# Stored items from a collection
####################
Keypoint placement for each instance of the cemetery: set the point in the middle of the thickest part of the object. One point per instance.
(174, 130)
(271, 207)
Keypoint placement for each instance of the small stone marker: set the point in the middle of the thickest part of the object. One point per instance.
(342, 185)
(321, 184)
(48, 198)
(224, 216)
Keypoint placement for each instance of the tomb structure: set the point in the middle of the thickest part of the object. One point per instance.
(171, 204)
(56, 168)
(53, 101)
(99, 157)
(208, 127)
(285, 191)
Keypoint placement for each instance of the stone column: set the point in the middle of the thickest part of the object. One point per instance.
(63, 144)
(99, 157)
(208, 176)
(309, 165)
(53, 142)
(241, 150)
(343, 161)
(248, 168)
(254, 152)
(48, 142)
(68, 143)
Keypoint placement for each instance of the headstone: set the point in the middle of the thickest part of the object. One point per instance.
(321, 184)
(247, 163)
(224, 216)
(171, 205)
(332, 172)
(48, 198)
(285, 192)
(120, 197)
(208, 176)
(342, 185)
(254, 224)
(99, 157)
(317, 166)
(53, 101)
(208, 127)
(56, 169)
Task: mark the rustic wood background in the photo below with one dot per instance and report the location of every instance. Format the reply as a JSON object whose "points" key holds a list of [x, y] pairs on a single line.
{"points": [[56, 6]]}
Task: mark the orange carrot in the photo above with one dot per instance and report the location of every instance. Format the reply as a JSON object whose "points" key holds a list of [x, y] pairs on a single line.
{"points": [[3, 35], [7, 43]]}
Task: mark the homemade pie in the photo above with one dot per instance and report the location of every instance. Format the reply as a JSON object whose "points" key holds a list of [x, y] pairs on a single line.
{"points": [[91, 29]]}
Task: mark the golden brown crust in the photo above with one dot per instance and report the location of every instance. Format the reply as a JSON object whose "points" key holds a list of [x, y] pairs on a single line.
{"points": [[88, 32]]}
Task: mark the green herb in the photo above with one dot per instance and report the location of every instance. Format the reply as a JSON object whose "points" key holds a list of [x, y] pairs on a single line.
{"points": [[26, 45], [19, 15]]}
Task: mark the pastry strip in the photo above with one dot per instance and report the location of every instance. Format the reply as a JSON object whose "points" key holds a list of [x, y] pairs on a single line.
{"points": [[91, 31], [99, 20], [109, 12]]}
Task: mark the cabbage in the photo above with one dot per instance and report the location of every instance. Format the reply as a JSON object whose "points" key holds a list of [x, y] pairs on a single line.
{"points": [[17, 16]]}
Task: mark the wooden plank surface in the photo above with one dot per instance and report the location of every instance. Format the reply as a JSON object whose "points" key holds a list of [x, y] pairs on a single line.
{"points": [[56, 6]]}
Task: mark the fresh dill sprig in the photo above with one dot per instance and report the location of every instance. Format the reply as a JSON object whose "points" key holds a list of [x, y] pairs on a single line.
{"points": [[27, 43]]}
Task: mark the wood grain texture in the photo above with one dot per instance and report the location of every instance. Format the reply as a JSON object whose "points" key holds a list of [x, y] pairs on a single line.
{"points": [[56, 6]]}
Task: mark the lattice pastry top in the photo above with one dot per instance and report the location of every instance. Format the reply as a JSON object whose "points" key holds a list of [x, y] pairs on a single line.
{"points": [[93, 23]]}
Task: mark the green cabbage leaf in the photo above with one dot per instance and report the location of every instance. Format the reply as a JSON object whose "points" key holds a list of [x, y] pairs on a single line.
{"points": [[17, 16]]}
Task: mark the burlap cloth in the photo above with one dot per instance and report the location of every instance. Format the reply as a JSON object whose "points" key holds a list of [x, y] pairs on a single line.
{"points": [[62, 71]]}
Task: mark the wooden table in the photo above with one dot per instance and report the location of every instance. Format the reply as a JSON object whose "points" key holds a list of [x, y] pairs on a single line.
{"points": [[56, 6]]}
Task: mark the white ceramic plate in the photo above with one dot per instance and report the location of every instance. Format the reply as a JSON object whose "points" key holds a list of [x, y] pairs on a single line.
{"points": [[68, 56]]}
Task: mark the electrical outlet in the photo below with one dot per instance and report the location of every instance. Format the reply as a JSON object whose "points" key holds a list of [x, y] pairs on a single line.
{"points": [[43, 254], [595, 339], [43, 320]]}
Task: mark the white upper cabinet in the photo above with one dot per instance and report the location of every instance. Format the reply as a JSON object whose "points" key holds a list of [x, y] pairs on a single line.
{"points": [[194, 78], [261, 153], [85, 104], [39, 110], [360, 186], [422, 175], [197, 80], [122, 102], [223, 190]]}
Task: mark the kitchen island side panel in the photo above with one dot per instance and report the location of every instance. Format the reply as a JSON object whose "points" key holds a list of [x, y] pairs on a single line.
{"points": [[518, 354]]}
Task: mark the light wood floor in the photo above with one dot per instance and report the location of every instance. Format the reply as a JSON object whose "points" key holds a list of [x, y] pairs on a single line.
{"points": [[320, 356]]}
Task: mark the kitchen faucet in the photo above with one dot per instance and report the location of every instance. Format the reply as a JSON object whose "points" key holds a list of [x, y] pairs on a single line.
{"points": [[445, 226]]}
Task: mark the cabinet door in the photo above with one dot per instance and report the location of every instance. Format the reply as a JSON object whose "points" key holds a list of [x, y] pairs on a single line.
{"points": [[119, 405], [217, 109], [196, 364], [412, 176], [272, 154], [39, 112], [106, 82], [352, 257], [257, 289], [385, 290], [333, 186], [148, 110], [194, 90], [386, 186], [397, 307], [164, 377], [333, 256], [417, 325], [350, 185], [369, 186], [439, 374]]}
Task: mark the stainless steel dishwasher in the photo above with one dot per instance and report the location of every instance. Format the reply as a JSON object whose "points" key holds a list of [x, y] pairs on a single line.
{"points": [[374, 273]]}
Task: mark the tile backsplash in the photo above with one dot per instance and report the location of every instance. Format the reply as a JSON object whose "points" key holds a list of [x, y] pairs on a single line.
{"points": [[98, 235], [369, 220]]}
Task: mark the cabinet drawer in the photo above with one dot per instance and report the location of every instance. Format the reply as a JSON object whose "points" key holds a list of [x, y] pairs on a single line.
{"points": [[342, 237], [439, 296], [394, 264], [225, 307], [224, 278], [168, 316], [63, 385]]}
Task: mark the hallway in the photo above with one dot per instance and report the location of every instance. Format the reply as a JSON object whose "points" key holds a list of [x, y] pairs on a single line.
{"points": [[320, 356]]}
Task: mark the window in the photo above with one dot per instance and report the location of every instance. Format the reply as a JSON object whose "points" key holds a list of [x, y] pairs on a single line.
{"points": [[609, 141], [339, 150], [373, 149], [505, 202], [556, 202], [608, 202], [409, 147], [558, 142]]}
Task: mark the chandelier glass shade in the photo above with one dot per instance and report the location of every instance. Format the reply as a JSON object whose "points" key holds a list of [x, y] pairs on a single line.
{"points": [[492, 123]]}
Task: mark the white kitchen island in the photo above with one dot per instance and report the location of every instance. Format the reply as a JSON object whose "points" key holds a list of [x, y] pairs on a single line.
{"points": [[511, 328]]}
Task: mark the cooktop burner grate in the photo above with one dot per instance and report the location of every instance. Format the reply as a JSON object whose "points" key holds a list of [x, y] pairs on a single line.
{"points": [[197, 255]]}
####################
# EXERCISE BRIEF
Extract every line of the listing above word for word, leaving nothing out and changing nothing.

# REPLY TO THE TASK
Keypoint placement for each instance of the cemetery: set the point in the middle of the thickest part of the object. One point per instance.
(174, 130)
(271, 207)
Keypoint placement for each instance of the small stone marker: set the point in the middle of the thickest part of the object. One point per instance.
(342, 185)
(321, 184)
(48, 198)
(224, 216)
Keypoint placement for each instance of the tomb structure: set the point in the middle of the thickest part of the object. One point per instance.
(171, 204)
(56, 168)
(53, 101)
(99, 157)
(208, 127)
(285, 191)
Keypoint placement for each instance of the stone column: set the point in the middle of the thickest part of the object. One point per instance.
(63, 144)
(99, 157)
(208, 176)
(309, 165)
(53, 142)
(241, 150)
(343, 161)
(248, 168)
(254, 152)
(48, 142)
(68, 143)
Keypoint placement for each instance of the headstone: set the point in the middle of the thickest part of the object. One point per instance.
(321, 184)
(247, 163)
(224, 216)
(171, 205)
(332, 172)
(48, 198)
(285, 192)
(120, 197)
(208, 176)
(342, 185)
(254, 224)
(99, 157)
(317, 166)
(53, 101)
(208, 127)
(56, 169)
Task: mark the rustic wood background in the photo below with one dot per instance and report the location of every instance. Format the reply as a JSON object whose "points" key holds a list of [x, y] pairs on a single line.
{"points": [[56, 6]]}
Task: mark the orange carrot in the photo above with one dot per instance and report the location of every instance. Format the reply as a JSON object whose "points" key holds a list of [x, y] pairs on a single line.
{"points": [[3, 35], [7, 43]]}
Task: mark the homemade pie in the photo above with one dot per instance and report the location of every instance. Format the reply as a JSON object whose "points" key holds a list of [x, y] pairs on a single line.
{"points": [[91, 29]]}
Task: mark the golden brown crust in the photo above with one dot per instance and report the location of every instance. Format the reply as a JSON object whose "points" key holds a list of [x, y] pairs on a single line.
{"points": [[88, 32]]}
Task: mark the green herb in the photo above with one dot per instance and report the location of every instance. Format the reply as a JSON object whose "points" key holds a list of [x, y] pairs on a single line.
{"points": [[26, 45], [19, 15]]}
Task: mark the pastry strip in the photo above with one dot per instance and report the location of every instance. Format the reply as a JSON object whose "points" key holds a list of [x, y] pairs on a single line.
{"points": [[91, 31], [99, 20], [109, 12]]}
Task: mark the cabbage in the photo above with one dot per instance and report the location of every instance. Format the reply as a JSON object whose "points" key holds a list of [x, y] pairs on a single line.
{"points": [[17, 16]]}
Task: mark the wooden plank surface in the photo above with one dot per instance and report the location of every instance. Format the reply as a JSON object whose "points" key holds a list of [x, y] pairs on a single line.
{"points": [[56, 6]]}
Task: mark the fresh dill sprig in the photo above with one dot per instance and report the location of every instance. Format the reply as a JSON object whose "points" key holds a list of [x, y] pairs on a single line.
{"points": [[27, 43]]}
Task: mark the wood grain texture in the photo above with one dot per instance and report the location of every instance. Format the reply as a JSON object whose "points" key holds a list of [x, y] pairs on a single line.
{"points": [[56, 6]]}
Task: mark the lattice pastry top in the photo above with one dot per instance and report the location of every instance. Format the reply as a JSON object whose "points" key holds a list of [x, y] pairs on a single line.
{"points": [[93, 23]]}
Task: mark the green cabbage leaf in the photo above with one dot per instance and report the location of every instance. Format the reply as a JSON object whose "points" key holds a list of [x, y] pairs on a single line.
{"points": [[17, 16]]}
Task: mark the burlap cloth in the photo above with one dot per instance and report the location of every instance. Format the reply as a JSON object whose "points" key holds a list of [x, y] pairs on a single line.
{"points": [[62, 71]]}
Task: mark the wooden table in the photo above with one dot per instance and report the location of every instance. Format the reply as a JSON object whose "points" key holds a list of [x, y] pairs on a single line.
{"points": [[56, 6]]}
Task: mark the white ceramic plate in the photo above with one dot per instance and report the location of every instance. Format the reply as a JSON object whose "points" key holds a list of [x, y] pairs on a single line.
{"points": [[68, 56]]}
Task: mark the electrical outlet in the photo below with one dot per instance and report the location of every instance. Format the reply as a JSON object whose "points" key holds a list of [x, y] pairs on a single line.
{"points": [[43, 254], [595, 339], [43, 320]]}
Task: mark the white upper cabinet in the photo above with one dot per instance and report the location of every instance. Format the reply as a JSON object whose "points" key holds a list of [x, y] pairs on a single line.
{"points": [[194, 78], [261, 153], [85, 104], [39, 110], [360, 186], [422, 175], [197, 80], [122, 102], [223, 190]]}
Task: mark the kitchen island side panel in the photo above with one dot per instance and report the location of every instance. Format the reply as a JSON object whose "points" key holds a list of [x, y] pairs on a single line.
{"points": [[518, 354]]}
Task: mark the light wood floor in the photo above with one dot per instance and report the location of every instance. Format the reply as a JSON object whose "points" key holds a list of [x, y] pairs on a single line.
{"points": [[320, 356]]}
Task: mark the kitchen faucet in the photo above with one dot per instance and report the location of every instance. Format the reply as a JSON object whose "points" key holds a list of [x, y] pairs on a single line.
{"points": [[445, 226]]}
Task: mark the cabinet door in the photo above with one dot per instance and report the location of every instance. Format the reply as a JSON object whose "points" key holds a list of [x, y] pairs on a single line.
{"points": [[119, 405], [217, 109], [196, 364], [412, 176], [272, 154], [39, 112], [106, 82], [352, 257], [257, 289], [385, 290], [333, 186], [148, 110], [194, 90], [386, 186], [397, 307], [164, 377], [333, 256], [417, 325], [350, 185], [369, 186], [439, 374]]}
Task: mark the stainless steel dishwasher in the photo above with one dot per instance and report the location of every instance. Format the reply as a JSON object whose "points" key holds a list of [x, y] pairs on a single line.
{"points": [[374, 273]]}
Task: mark the tile backsplash in the photo above with one dot per instance and report the location of every instance. Format the reply as a JSON object whose "points" key holds a list of [x, y] pairs on a single line.
{"points": [[98, 235], [369, 220]]}
Task: mark the cabinet drawer in the photo above with one dot per instance and report the location of every instance. Format the reply as a JSON object whose "points" key holds a list of [x, y] pairs on a single line.
{"points": [[342, 237], [439, 296], [394, 264], [225, 307], [224, 278], [168, 316], [63, 385]]}
Task: mark the hallway in the photo above with one dot per instance and report the location of every instance. Format the reply as a JSON object whose "points" key holds a list of [x, y] pairs on a single line.
{"points": [[320, 356]]}
Task: mark the window in the photo above with one dot per instance and report the location of every instance. Format the reply as a JSON object whose "points" key holds a list of [x, y] pairs on a single line.
{"points": [[609, 141], [339, 150], [373, 149], [505, 202], [556, 202], [608, 202], [409, 147], [558, 142]]}
Task: mark the chandelier glass shade in the photo above with one dot per instance and report the location of every instance. Format the reply as a JSON object whose "points" key holds a list of [x, y] pairs on a single line.
{"points": [[492, 123]]}
Task: mark the white kitchen island in the photo above with one dot per instance and report the location of every instance. Format the reply as a JSON object whose "points" key holds a list of [x, y] pairs on a single line.
{"points": [[511, 328]]}
Task: mark the cooktop burner grate in the photo above with one dot per instance and report the location of every instance. Format the reply as a JSON object whose "points" key holds a list of [x, y] pairs on a single line.
{"points": [[197, 255]]}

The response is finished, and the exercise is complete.